[Assignment]: Please output the following records exactly. Leave every image out.

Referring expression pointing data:
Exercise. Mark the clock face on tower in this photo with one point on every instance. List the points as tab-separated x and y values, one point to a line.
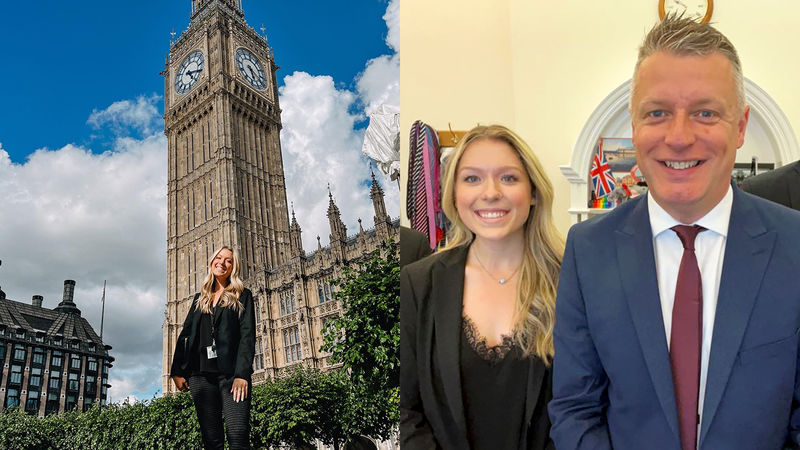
189	72
251	69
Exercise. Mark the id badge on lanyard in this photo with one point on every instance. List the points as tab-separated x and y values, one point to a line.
211	350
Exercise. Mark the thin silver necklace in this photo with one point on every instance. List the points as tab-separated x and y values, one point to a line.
501	280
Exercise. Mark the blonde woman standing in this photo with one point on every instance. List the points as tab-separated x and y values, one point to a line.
214	353
477	317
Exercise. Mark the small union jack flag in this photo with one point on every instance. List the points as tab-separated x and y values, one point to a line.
602	180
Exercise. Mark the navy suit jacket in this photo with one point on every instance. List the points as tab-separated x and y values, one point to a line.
612	381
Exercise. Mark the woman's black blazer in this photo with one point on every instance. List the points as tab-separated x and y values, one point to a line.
431	403
235	337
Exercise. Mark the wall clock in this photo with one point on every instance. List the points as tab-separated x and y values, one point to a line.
251	69
189	72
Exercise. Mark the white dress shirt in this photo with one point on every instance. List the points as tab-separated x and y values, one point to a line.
710	251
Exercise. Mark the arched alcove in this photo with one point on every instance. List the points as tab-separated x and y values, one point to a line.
769	137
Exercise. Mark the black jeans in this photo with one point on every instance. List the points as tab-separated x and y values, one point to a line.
212	396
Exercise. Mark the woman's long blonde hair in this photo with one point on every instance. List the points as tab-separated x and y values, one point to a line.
534	313
230	296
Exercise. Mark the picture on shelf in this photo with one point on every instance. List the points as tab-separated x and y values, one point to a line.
614	174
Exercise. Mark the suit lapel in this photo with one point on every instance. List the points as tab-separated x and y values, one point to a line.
448	282
635	244
747	251
794	186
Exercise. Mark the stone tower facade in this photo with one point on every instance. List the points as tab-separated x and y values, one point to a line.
226	187
225	170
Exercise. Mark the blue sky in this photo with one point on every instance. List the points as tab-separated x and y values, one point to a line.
83	154
62	60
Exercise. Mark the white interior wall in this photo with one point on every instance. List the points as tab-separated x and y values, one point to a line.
543	67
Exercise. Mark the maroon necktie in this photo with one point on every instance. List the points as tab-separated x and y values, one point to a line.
687	331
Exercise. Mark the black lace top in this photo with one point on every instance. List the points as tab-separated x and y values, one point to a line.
493	383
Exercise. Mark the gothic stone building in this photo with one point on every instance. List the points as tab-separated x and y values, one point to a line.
52	360
226	186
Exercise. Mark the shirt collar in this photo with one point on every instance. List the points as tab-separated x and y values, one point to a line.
716	220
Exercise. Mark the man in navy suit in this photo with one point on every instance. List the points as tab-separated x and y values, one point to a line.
621	334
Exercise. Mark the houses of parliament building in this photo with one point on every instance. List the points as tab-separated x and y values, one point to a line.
226	186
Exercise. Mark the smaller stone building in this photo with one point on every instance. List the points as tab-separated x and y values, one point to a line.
52	360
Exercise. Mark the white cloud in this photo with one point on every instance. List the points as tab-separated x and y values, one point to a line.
141	115
392	18
320	146
379	83
73	214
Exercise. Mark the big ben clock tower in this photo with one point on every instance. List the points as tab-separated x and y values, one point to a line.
225	170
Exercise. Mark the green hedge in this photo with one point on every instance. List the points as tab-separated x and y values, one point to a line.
305	405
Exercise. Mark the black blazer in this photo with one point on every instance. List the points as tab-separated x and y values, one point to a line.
413	246
431	404
781	185
235	337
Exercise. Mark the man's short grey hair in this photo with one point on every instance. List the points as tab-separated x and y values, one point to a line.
683	36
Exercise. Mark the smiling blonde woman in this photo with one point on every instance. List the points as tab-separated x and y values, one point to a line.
477	318
215	352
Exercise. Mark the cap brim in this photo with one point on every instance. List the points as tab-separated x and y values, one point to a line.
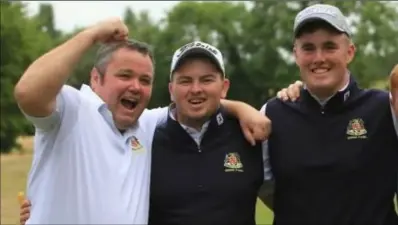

[Answer to this task]:
Exercise. Mark the clock face on tower in this photo with one point on every instance. List the points as tab-separated x and y values, one point to a line.
189	72
251	69
Exercise. Mark the id badge on lanyard in this photo with one point on every instance. List the points as tab-separated x and y values, one point to a line.
211	350
Exercise. Mark the thin silver necklace in this photo with one point on every instance. List the points as tab-separated x and y values, one point to a line.
501	280
Exercise. Mark the blonde woman standing in this photo with one point on every instance. List the points as tab-separated x and y values, one point to a line.
214	353
477	317
Exercise. Mark the small union jack flag in this photo with one point on every instance. List the points as tab-separated x and y values, one point to a line.
602	180
Exercise. Mark the navy suit jacket in this photo with one point on every instance. List the points as tab-separated x and y values, one point to a line.
612	381
Exercise. Mark the woman's black blazer in this photo with one point on every instance. List the points as tab-separated x and y values, one point to a line.
431	403
235	337
Exercise. Mark the wall clock in this photo with one point on every instance. List the points as tab-separated x and y values, one point to a line.
251	69
189	72
Exercise. Mark the white dress shirt in this photo with one point on every instance. List the points as tab-separated x and y values, one point to a line.
710	251
Exercise. Mark the arched alcove in this photo with one point on every instance. List the points as tab-separated x and y values, one point to a line.
769	137
Exercise. Mark the black jeans in this photo with one point on every instance. List the points as tab-separated x and y values, one point to a line.
212	396
Exercise. Mark the woman's long blonde hair in this photo with one point on every instance. List the points as tab-separated x and y values, one point to a line.
534	313
230	296
Exercise. Mark the picture on shelf in this photo with one point on every instance. List the points as tab-separated x and y values, one point to a line.
614	174
Exercise. Mark the suit lapel in this photo with one point on every instance. List the points as tab-separated x and y values, one point to a line.
448	282
635	244
747	251
794	186
Exercise. Mark the stone tower facade in this photo with one point on every instance. List the points as tab-separated x and y values, one point to a line.
226	187
225	170
Exercise. Mark the blue sky in this photo with one point on every instance. List the points as tab-separated x and y values, one point to a line.
83	154
62	60
Exercise. Mark the white interior wall in this photo with one point on every instance. List the points as tab-separated x and y values, one point to a line.
543	67
Exercise. Mark the maroon necktie in this photo with one point on every instance. List the points as tab-separated x and y values, one point to a line.
687	331
Exercise. Mark the black lace top in this photo with one point on every instance. List the points as tab-separated x and y values, one point to a line.
493	383
Exercise. Mark the gothic stone building in this photo with one point on every instance. List the points as tab-separated x and y values, one point to a line.
52	360
226	186
Exercise. Mark the shirt collar in this photo with one point on every instance. List the points as tab-separated x and y values, one point to a line.
716	220
Exercise. Mark the man in navy suit in this photo with one point on every instance. List the points as tab-separated x and y values, one point to a line.
621	334
Exercise. Mark the houses of parliament building in this photo with one point on every instance. List the points as tab-separated x and y values, one point to a line.
226	186
Exercise. Mark the smaller stone building in this photo with one point on every instance. List the points as tab-separated x and y values, one point to a line.
52	360
Exercise. Mark the white cloud in this photo with one point on every instance. List the points as tab-separated x and y values, one point to a line.
141	115
392	18
320	146
379	83
73	214
Exercise. Mark the big ben clock tower in this photo with one point on every instance. List the points as tab-separated x and y values, one point to a line.
225	170
Exercise. Mark the green hedge in this photo with one point on every instance. List the points as tab-separated x and y values, one point to a line.
305	405
Exercise. Mark the black blazer in this photo with one point on every instance. List the points as tab-separated x and y values, one point to a line.
413	246
431	404
781	185
235	337
Exercise. Mark the man's short grey hair in this photo with one point on every instance. List the points as tab-separated x and y values, one point to a line.
683	36
Exercise. Mark the smiling blonde woman in this photo with one point on every instance. List the points as tab-separated x and y values, one point to a line.
477	318
215	352
Exercise. Mark the cap brim in this photo with one point on every instance. List the points as tab-separated x and y values, one point to a line.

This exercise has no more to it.